**TASK ITEM**
Retype the whole listing below precisely.

**DATA SUPPLIED**
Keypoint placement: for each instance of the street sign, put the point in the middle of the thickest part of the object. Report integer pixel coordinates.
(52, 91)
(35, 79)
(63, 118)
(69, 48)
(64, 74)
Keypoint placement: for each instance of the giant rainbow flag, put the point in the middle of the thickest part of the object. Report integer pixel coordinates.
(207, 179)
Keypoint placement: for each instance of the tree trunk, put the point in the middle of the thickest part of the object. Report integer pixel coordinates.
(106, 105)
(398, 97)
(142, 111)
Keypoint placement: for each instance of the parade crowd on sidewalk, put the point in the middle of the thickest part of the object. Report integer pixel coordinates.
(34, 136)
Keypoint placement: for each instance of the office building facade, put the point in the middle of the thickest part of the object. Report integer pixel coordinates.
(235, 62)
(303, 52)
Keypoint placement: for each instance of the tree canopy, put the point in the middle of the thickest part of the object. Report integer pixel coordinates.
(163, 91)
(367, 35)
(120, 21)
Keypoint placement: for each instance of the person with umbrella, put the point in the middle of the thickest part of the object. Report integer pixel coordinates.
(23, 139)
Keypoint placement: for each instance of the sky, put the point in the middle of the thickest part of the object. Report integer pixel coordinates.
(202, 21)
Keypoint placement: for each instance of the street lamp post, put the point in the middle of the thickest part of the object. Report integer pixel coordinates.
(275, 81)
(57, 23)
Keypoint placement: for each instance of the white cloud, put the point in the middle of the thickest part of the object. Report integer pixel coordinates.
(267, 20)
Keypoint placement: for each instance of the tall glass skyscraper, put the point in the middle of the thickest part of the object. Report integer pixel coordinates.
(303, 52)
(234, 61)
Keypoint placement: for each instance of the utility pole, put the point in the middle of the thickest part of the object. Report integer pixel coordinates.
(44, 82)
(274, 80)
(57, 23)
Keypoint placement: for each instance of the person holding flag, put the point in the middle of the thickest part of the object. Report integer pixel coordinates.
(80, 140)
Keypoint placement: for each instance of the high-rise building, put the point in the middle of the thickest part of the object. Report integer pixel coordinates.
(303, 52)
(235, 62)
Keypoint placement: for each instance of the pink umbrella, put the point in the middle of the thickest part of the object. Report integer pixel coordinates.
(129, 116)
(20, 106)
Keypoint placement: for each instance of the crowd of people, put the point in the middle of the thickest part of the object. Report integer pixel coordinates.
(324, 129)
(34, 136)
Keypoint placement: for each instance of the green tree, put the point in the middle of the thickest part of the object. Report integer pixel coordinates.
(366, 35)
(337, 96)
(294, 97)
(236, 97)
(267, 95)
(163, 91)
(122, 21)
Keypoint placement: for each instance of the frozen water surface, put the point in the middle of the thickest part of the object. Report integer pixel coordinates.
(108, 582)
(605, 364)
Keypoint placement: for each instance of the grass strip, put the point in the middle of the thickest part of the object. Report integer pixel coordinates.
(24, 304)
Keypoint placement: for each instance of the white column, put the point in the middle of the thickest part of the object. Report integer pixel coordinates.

**RESULT OF THE EXERCISE**
Keypoint placement: for each instance of the street sign, put the point in the middle of the thickest part of the object. Report integer pixel coordinates.
(52, 91)
(35, 79)
(63, 118)
(69, 48)
(64, 74)
Keypoint placement: for each instance of the giant rainbow flag, put the point in the middle of the thickest part of the object. Report integer pixel coordinates.
(207, 179)
Keypoint placement: for each instance of the tree trunk, put the point in the middle of the thickest part of the object. Report integer pixel coordinates.
(106, 105)
(398, 97)
(142, 111)
Keypoint placement: for each instance of the parade crowd on sidewalk, put the point in the middle of the thickest part of the object. Report integer pixel coordinates.
(34, 136)
Keypoint placement: for each instance of the office building facade, put the point in the middle of the thickest part of the object. Report integer pixel coordinates.
(235, 62)
(303, 52)
Keypoint placement: for each instance of the tree canopy, put the point in the middle of the thickest part of the object. Report integer pixel coordinates.
(163, 91)
(367, 35)
(120, 21)
Keypoint placement: for each instance of the person with umbrella, put the point in the middle of the thickest part of the object. Report integer pixel coordinates.
(23, 139)
Keypoint placement: for each instance of the sky, put the point in the middle of the thickest part of the object. Report integer pixel coordinates.
(202, 21)
Keypoint placement: for each instance of the street lamp post, put the point in the middle of the thickest part of the object. Report integer pixel coordinates.
(275, 81)
(57, 23)
Keypoint placement: for each instance of the white cloud, put the point in the middle of the thickest part of the object. Report integer pixel coordinates.
(267, 20)
Keypoint placement: for each instance of the tall glass skyscraper, put the point in the middle of the thickest part of the object. Report integer pixel coordinates.
(303, 52)
(234, 61)
Keypoint placement: for each instance of the utility pole, put the point in the middle of the thickest part of the object. Report integer pixel coordinates.
(44, 82)
(274, 80)
(57, 23)
Keypoint placement: for each instance of the person holding flag, put the point in the middle of the thickest part of the object. Report integer pixel coordinates.
(80, 140)
Keypoint placement: for each instance of the high-rise building, put the point in the middle of the thickest part of the object. Report integer pixel coordinates.
(303, 52)
(235, 62)
Keypoint placement: for each instance of the pink umbrella, put the point in the middle of the thickest part of the object. Report integer pixel coordinates.
(129, 116)
(20, 106)
Keypoint placement: for each instance of the crowd of people, put the point in the middle of the thickest part of the object. Report integer pixel coordinates.
(324, 129)
(34, 136)
Keypoint placement: for each instance of the green tree, put the point in the middle of the thickest part of the object. Report integer pixel coordinates.
(366, 35)
(337, 96)
(294, 97)
(236, 97)
(267, 95)
(163, 91)
(122, 21)
Keypoint placement: for each instance of the frozen water surface, put the point in the middle of the thickest part of the object. Report integer pixel coordinates.
(108, 582)
(605, 364)
Keypoint placement: for each instance of the grass strip, put the point in the middle of the thickest part of the object. Report integer pixel coordinates.
(24, 304)
Keypoint placement: for each instance of the white column, put the point in the middle of the thickest part of the object. Report integer pixel coordinates.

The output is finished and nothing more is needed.